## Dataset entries
..........
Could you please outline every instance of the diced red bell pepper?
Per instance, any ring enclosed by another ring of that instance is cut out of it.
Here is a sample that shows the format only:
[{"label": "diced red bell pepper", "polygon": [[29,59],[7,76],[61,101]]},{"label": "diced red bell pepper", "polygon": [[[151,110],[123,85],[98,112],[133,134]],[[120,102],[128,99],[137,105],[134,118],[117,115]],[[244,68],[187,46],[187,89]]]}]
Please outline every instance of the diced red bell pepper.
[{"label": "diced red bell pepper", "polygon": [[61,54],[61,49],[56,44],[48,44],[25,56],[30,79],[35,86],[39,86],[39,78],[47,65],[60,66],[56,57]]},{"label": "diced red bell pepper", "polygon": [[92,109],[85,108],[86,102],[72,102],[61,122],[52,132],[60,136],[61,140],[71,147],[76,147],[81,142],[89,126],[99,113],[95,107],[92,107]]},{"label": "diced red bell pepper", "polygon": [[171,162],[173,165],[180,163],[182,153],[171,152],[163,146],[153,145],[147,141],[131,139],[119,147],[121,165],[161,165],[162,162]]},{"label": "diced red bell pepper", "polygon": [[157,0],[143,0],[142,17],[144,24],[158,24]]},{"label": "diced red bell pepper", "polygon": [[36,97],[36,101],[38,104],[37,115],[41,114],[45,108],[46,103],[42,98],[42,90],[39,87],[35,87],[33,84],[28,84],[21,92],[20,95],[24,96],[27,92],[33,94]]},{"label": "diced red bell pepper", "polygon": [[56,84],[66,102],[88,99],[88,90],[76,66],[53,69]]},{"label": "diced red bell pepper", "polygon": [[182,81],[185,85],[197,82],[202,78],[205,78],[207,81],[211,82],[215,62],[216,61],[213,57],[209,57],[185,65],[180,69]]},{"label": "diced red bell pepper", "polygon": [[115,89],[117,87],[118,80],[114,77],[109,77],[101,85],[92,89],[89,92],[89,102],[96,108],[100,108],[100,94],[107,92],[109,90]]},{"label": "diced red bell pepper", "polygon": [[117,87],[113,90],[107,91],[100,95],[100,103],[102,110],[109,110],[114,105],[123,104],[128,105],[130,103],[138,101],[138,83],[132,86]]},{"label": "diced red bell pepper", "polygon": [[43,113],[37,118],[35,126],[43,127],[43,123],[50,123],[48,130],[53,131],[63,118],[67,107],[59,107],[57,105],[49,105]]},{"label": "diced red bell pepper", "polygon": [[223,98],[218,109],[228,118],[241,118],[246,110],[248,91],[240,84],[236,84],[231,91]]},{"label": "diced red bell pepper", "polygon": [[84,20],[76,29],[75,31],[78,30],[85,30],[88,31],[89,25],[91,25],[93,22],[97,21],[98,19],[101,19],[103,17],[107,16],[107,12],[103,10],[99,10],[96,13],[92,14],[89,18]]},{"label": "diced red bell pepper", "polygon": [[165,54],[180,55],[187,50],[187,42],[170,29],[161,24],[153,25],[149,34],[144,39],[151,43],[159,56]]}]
..........
## Task brief
Can you repeat the lines from the start of the entries up to and including the line with "Please outline every instance of the diced red bell pepper.", substituting "trace" for "outline" and leaving everything else unchanged?

## Answer to this exercise
Could you please trace every instance of the diced red bell pepper?
Per instance, any ring enclosed by another ring of that instance is cut out of it.
Here is a sample that shows the format only:
[{"label": "diced red bell pepper", "polygon": [[29,59],[7,76],[61,101]]},{"label": "diced red bell pepper", "polygon": [[[151,110],[123,85],[98,112],[133,134]],[[120,102],[128,99],[137,105],[134,118],[117,115]],[[244,68],[187,46],[187,89]]]}]
Please trace every instance of the diced red bell pepper.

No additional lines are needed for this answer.